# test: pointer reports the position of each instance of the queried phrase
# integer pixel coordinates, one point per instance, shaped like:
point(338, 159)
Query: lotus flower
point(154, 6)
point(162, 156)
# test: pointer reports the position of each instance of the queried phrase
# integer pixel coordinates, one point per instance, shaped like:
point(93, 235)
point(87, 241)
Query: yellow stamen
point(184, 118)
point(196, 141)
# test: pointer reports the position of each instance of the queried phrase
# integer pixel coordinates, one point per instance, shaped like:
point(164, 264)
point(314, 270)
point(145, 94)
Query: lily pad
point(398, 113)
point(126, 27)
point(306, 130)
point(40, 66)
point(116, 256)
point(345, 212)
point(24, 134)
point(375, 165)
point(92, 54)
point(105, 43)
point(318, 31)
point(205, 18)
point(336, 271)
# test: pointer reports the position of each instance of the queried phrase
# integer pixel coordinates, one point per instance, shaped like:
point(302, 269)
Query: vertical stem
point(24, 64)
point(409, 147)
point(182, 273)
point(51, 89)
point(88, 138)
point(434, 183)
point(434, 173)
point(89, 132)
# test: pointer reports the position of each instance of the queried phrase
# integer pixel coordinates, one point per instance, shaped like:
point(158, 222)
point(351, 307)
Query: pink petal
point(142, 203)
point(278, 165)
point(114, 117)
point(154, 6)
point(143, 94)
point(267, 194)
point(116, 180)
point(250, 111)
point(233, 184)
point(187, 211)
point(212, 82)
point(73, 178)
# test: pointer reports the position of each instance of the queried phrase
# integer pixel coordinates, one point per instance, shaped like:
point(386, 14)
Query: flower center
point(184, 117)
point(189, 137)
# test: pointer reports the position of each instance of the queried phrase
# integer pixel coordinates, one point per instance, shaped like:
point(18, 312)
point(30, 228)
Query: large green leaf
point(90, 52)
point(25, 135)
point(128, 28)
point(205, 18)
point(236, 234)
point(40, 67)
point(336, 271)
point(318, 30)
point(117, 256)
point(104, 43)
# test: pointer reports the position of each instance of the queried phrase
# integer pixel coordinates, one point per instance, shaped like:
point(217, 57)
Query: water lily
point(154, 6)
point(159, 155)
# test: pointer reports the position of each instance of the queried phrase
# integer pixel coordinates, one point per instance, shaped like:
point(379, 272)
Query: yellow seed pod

□ □ □ □

__PROBLEM REQUIREMENTS__:
Copy each record from above exactly, and include every line.

__RESPONSE FOR THIS EXERCISE__:
# test: pointer reports the position of each instance of the queried phrase
# integer pixel coordinates, one point per instance, shaped like:
point(338, 159)
Query: lotus flower
point(154, 6)
point(162, 156)
# test: pointer reports the position of each instance of the queried phrase
# integer pixel coordinates, one point per instance, shaped like:
point(93, 235)
point(87, 241)
Query: yellow stamen
point(184, 118)
point(196, 141)
# test: pointer reports the position of each instance of the queried phrase
# integer pixel coordinates, one point per instance, shaped like:
point(164, 264)
point(314, 270)
point(145, 94)
Query: lily pad
point(398, 113)
point(126, 27)
point(306, 130)
point(40, 66)
point(116, 256)
point(345, 212)
point(24, 134)
point(375, 165)
point(92, 54)
point(105, 43)
point(318, 31)
point(205, 18)
point(336, 271)
# test: pointer reports the position of each instance of the queried phrase
# integer pixel coordinates, one point per instance, shaped like:
point(302, 269)
Query: vertical stem
point(24, 64)
point(409, 147)
point(182, 273)
point(51, 89)
point(88, 138)
point(434, 183)
point(434, 173)
point(89, 132)
# test: pointer reports the position of each instance of the queried phrase
# integer pixel coordinates, one point per instance, shaped like:
point(158, 222)
point(351, 307)
Query: pink petal
point(142, 203)
point(278, 165)
point(114, 117)
point(154, 6)
point(143, 94)
point(267, 194)
point(116, 180)
point(250, 111)
point(233, 184)
point(187, 211)
point(212, 82)
point(73, 178)
# test: pointer reports the position of each instance of the queried phrase
# integer pixel coordinates, one point per instance, shaped like:
point(386, 14)
Query: flower center
point(184, 117)
point(189, 137)
# test: pointer reports the position of each instance of the queried phrase
# integer pixel coordinates, one point per instance, shaped like:
point(18, 312)
point(30, 228)
Query: large green leaf
point(90, 52)
point(25, 135)
point(128, 28)
point(205, 18)
point(236, 234)
point(40, 67)
point(336, 271)
point(318, 30)
point(117, 256)
point(104, 43)
# test: pointer reports the position of each instance of the queried phrase
# integer pixel coordinates, one point per instance, shaped like:
point(217, 57)
Query: water lily
point(154, 6)
point(159, 155)
# test: pointer reports the position of each instance of the queried phrase
# integer pixel coordinates, one point per instance, shaped like:
point(379, 272)
Query: yellow seed pod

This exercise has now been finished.